Records from a data collection:
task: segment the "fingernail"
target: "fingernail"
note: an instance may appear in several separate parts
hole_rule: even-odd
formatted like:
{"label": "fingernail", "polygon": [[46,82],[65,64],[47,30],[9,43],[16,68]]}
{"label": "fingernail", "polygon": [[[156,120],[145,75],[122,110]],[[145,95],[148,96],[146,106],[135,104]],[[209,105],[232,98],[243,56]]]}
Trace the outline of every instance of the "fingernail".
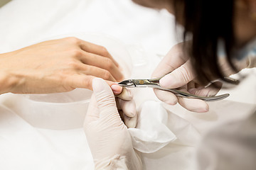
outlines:
{"label": "fingernail", "polygon": [[170,74],[164,76],[159,81],[160,86],[164,88],[172,88],[175,83],[175,78]]}
{"label": "fingernail", "polygon": [[103,84],[104,80],[100,78],[95,78],[92,79],[92,89],[93,91],[95,93],[100,92],[103,91]]}
{"label": "fingernail", "polygon": [[111,86],[111,89],[112,89],[112,91],[114,92],[119,93],[119,94],[120,94],[122,91],[122,86],[120,86],[117,84],[114,84]]}

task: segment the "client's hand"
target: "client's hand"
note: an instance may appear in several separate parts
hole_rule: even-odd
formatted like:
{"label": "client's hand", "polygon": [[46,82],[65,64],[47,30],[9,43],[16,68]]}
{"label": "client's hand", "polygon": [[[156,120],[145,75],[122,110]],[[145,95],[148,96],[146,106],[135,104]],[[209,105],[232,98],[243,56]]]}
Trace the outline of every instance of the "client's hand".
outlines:
{"label": "client's hand", "polygon": [[123,78],[105,47],[75,38],[46,41],[0,55],[0,94],[92,89],[95,76],[108,80],[110,85]]}
{"label": "client's hand", "polygon": [[93,95],[84,128],[96,169],[142,169],[112,91],[102,79],[92,80]]}

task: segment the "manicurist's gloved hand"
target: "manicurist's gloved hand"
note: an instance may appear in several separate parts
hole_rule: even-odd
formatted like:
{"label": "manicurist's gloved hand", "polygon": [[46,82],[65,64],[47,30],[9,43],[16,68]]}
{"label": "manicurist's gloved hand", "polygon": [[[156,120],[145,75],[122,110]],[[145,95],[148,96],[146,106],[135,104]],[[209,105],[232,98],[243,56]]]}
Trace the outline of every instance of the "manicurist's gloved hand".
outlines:
{"label": "manicurist's gloved hand", "polygon": [[84,128],[96,169],[142,169],[113,92],[102,79],[92,80],[93,95]]}
{"label": "manicurist's gloved hand", "polygon": [[111,89],[116,95],[117,106],[122,120],[128,128],[135,128],[138,115],[132,91],[116,84],[112,84]]}

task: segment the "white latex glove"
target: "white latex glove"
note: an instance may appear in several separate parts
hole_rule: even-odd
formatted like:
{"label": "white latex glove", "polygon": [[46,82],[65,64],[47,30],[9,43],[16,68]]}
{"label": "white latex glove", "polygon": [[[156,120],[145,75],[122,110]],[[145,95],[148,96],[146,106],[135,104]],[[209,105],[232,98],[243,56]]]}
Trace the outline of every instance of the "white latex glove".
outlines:
{"label": "white latex glove", "polygon": [[130,90],[117,84],[112,85],[111,89],[114,94],[117,95],[117,108],[124,124],[128,128],[135,128],[138,122],[138,115],[132,93]]}
{"label": "white latex glove", "polygon": [[141,159],[121,120],[112,91],[99,78],[92,80],[92,89],[84,128],[95,169],[142,169]]}
{"label": "white latex glove", "polygon": [[[243,60],[234,60],[233,63],[238,70],[247,67],[253,67],[255,65],[255,57],[252,56]],[[228,64],[225,57],[220,57],[219,64],[228,76],[235,72]],[[152,74],[152,77],[160,77],[160,85],[164,88],[176,89],[196,94],[198,96],[215,96],[219,91],[222,83],[215,81],[206,87],[206,84],[200,84],[196,80],[196,75],[192,67],[189,56],[184,52],[182,43],[174,45]],[[220,88],[216,88],[218,86]],[[162,101],[170,105],[175,105],[177,102],[188,110],[193,112],[207,112],[209,106],[206,102],[194,98],[177,97],[171,92],[154,89],[156,96]]]}
{"label": "white latex glove", "polygon": [[[171,73],[170,73],[171,72]],[[160,77],[160,85],[164,88],[180,88],[186,92],[199,96],[214,96],[219,89],[213,89],[211,86],[208,88],[199,86],[193,80],[196,74],[193,73],[191,61],[185,55],[183,44],[174,46],[152,74],[152,77]],[[193,112],[207,112],[208,105],[199,99],[177,97],[171,92],[154,89],[156,96],[162,101],[170,105],[175,105],[178,102],[181,106]]]}

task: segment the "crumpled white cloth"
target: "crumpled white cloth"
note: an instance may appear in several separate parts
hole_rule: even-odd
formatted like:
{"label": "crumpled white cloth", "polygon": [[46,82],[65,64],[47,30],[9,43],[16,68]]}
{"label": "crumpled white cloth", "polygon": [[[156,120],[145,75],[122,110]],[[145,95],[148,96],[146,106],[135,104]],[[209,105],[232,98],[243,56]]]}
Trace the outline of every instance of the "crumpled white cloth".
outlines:
{"label": "crumpled white cloth", "polygon": [[168,112],[160,103],[149,101],[139,110],[136,128],[129,128],[134,149],[143,153],[154,152],[176,139],[168,128]]}

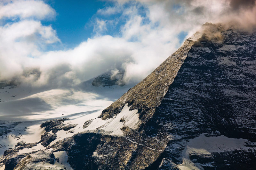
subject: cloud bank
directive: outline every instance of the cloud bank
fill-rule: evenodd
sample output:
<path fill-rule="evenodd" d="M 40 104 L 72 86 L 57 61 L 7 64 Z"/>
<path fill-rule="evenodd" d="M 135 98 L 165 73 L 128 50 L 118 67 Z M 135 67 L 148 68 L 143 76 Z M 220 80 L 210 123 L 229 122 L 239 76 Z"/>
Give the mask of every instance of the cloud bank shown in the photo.
<path fill-rule="evenodd" d="M 256 24 L 254 0 L 111 1 L 92 21 L 93 36 L 58 51 L 48 50 L 61 46 L 58 30 L 41 21 L 54 19 L 54 9 L 41 0 L 0 3 L 0 81 L 52 89 L 124 70 L 124 81 L 138 82 L 206 22 Z"/>

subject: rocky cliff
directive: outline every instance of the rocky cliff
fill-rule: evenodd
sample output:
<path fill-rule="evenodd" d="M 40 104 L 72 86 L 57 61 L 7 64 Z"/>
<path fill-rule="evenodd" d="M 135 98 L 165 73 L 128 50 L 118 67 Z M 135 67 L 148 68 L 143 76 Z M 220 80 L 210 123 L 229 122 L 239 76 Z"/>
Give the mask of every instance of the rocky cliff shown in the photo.
<path fill-rule="evenodd" d="M 40 169 L 29 165 L 57 166 L 52 154 L 65 151 L 77 170 L 254 169 L 255 54 L 256 31 L 207 23 L 83 132 L 39 151 L 10 149 L 0 163 Z M 60 130 L 61 121 L 47 125 Z"/>

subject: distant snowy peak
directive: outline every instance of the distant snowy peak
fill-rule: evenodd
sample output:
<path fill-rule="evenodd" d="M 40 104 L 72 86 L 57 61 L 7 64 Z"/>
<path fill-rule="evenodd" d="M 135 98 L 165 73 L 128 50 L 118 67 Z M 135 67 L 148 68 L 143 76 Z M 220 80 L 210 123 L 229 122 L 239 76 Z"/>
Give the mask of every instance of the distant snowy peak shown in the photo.
<path fill-rule="evenodd" d="M 75 170 L 254 169 L 255 54 L 256 30 L 206 23 L 102 112 L 43 123 L 37 145 L 9 149 L 0 168 L 52 169 L 68 161 Z M 106 73 L 81 86 L 121 89 L 123 75 Z"/>
<path fill-rule="evenodd" d="M 94 86 L 111 86 L 118 85 L 124 86 L 125 83 L 123 80 L 124 71 L 115 70 L 106 72 L 96 77 L 92 84 Z"/>

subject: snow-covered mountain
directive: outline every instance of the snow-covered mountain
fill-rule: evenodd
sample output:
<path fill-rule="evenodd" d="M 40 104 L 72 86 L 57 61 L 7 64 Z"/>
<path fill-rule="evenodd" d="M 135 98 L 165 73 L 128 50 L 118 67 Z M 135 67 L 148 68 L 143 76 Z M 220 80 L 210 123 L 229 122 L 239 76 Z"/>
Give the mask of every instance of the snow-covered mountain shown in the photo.
<path fill-rule="evenodd" d="M 104 110 L 10 123 L 0 169 L 255 169 L 256 30 L 226 28 L 205 24 Z"/>

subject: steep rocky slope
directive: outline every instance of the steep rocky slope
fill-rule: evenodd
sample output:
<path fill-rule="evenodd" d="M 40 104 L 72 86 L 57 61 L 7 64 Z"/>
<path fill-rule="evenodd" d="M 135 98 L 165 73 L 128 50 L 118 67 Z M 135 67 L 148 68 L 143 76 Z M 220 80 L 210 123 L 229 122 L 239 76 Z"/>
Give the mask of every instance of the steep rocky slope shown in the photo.
<path fill-rule="evenodd" d="M 0 165 L 54 169 L 65 152 L 77 170 L 255 169 L 256 31 L 225 27 L 205 24 L 98 118 L 84 120 L 82 132 L 25 153 L 21 147 L 45 137 L 21 143 Z M 56 140 L 61 121 L 42 124 L 45 136 Z"/>

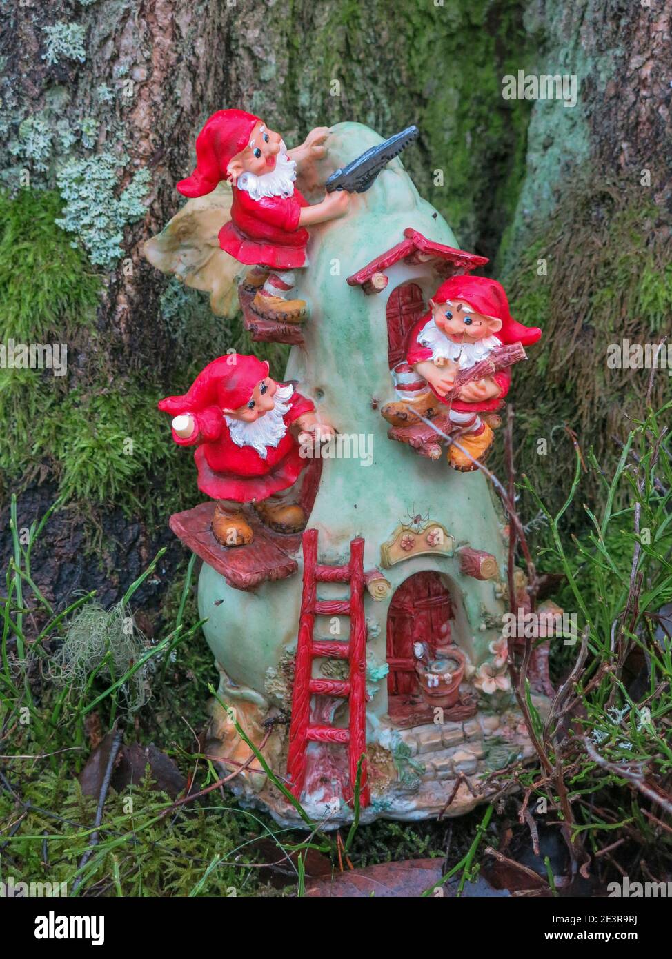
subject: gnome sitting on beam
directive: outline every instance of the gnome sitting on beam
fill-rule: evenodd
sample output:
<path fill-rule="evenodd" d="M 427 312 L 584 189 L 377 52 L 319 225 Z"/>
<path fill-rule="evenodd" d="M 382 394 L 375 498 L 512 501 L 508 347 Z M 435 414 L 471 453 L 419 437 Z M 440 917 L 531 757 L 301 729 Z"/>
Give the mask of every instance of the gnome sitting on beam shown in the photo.
<path fill-rule="evenodd" d="M 291 384 L 272 380 L 267 363 L 237 353 L 220 357 L 183 396 L 158 407 L 174 417 L 175 443 L 197 446 L 198 489 L 219 501 L 212 529 L 222 546 L 253 540 L 243 503 L 278 532 L 304 528 L 297 480 L 308 460 L 301 448 L 330 439 L 334 428 L 317 421 L 313 404 Z"/>
<path fill-rule="evenodd" d="M 336 191 L 311 205 L 294 187 L 303 170 L 325 153 L 326 128 L 312 130 L 300 147 L 288 152 L 280 133 L 243 110 L 213 113 L 196 141 L 197 167 L 177 189 L 203 197 L 229 180 L 231 220 L 220 231 L 220 247 L 251 266 L 244 288 L 255 292 L 251 309 L 279 322 L 301 322 L 304 300 L 291 298 L 294 269 L 305 267 L 307 226 L 342 217 L 350 195 Z"/>

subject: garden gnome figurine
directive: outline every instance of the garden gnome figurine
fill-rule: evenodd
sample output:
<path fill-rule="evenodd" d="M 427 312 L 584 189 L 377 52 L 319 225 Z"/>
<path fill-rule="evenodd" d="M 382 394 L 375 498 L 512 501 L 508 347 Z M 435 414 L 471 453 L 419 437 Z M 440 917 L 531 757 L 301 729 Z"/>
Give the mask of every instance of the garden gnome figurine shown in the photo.
<path fill-rule="evenodd" d="M 441 405 L 447 406 L 451 423 L 461 431 L 460 446 L 467 451 L 452 444 L 451 466 L 465 472 L 477 469 L 474 460 L 482 460 L 493 442 L 485 419 L 508 393 L 511 369 L 466 383 L 452 393 L 455 375 L 487 360 L 498 347 L 537 342 L 542 331 L 516 322 L 501 284 L 484 276 L 451 277 L 431 297 L 429 307 L 410 333 L 406 359 L 431 392 L 418 390 L 411 409 L 430 418 Z M 408 405 L 401 402 L 387 404 L 382 412 L 396 424 L 408 420 L 407 410 Z"/>
<path fill-rule="evenodd" d="M 308 462 L 302 446 L 329 439 L 334 430 L 317 422 L 311 400 L 291 384 L 268 376 L 267 363 L 237 353 L 220 357 L 183 396 L 158 407 L 173 414 L 175 443 L 197 446 L 198 489 L 219 501 L 212 528 L 222 546 L 252 542 L 244 503 L 278 532 L 303 529 L 296 482 Z"/>
<path fill-rule="evenodd" d="M 296 168 L 324 155 L 326 128 L 313 129 L 305 143 L 288 152 L 280 133 L 252 113 L 213 113 L 196 142 L 197 167 L 177 189 L 203 197 L 229 180 L 231 220 L 220 231 L 220 246 L 251 266 L 244 287 L 255 292 L 251 309 L 266 319 L 300 322 L 304 300 L 291 298 L 294 269 L 307 265 L 307 226 L 346 213 L 349 194 L 337 191 L 313 205 L 294 187 Z"/>

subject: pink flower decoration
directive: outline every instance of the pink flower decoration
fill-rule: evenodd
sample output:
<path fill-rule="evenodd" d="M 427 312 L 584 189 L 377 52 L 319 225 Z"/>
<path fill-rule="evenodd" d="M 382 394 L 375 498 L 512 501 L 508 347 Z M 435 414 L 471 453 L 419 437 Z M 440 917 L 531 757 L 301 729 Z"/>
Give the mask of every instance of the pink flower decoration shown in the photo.
<path fill-rule="evenodd" d="M 504 672 L 498 670 L 491 663 L 483 663 L 478 667 L 474 685 L 477 690 L 491 696 L 498 690 L 510 690 L 511 680 Z"/>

• **Written task**:
Rewrite the stretch from the line containing "subject: gnome sitting on beam" through the line containing "336 191 L 311", substituting "ledge" for "beam" and leaving everything else unchanged.

• **Answer to this task**:
subject: gnome sitting on ledge
directive: outline every instance of the gnome sitting on ledge
fill-rule: evenodd
sample output:
<path fill-rule="evenodd" d="M 427 312 L 584 189 L 377 52 L 319 225 Z"/>
<path fill-rule="evenodd" d="M 382 394 L 375 498 L 512 501 L 508 347 Z M 435 414 L 471 453 L 419 437 Z M 440 917 L 531 757 L 301 729 Z"/>
Give the mask of every instance of the gnome sitting on ledge shown in the photo.
<path fill-rule="evenodd" d="M 291 384 L 272 380 L 267 363 L 237 353 L 220 357 L 183 396 L 158 407 L 174 417 L 175 443 L 197 446 L 198 489 L 219 501 L 212 529 L 222 546 L 253 540 L 243 503 L 278 532 L 304 528 L 297 480 L 308 460 L 301 448 L 330 439 L 334 428 L 317 421 L 313 404 Z"/>
<path fill-rule="evenodd" d="M 336 191 L 311 205 L 294 187 L 303 170 L 325 153 L 326 128 L 312 130 L 300 147 L 288 152 L 280 133 L 243 110 L 213 113 L 196 141 L 197 167 L 177 189 L 203 197 L 229 180 L 231 220 L 220 231 L 220 247 L 251 266 L 244 288 L 255 292 L 251 309 L 279 322 L 301 322 L 304 300 L 291 298 L 294 269 L 305 267 L 307 226 L 342 217 L 350 195 Z"/>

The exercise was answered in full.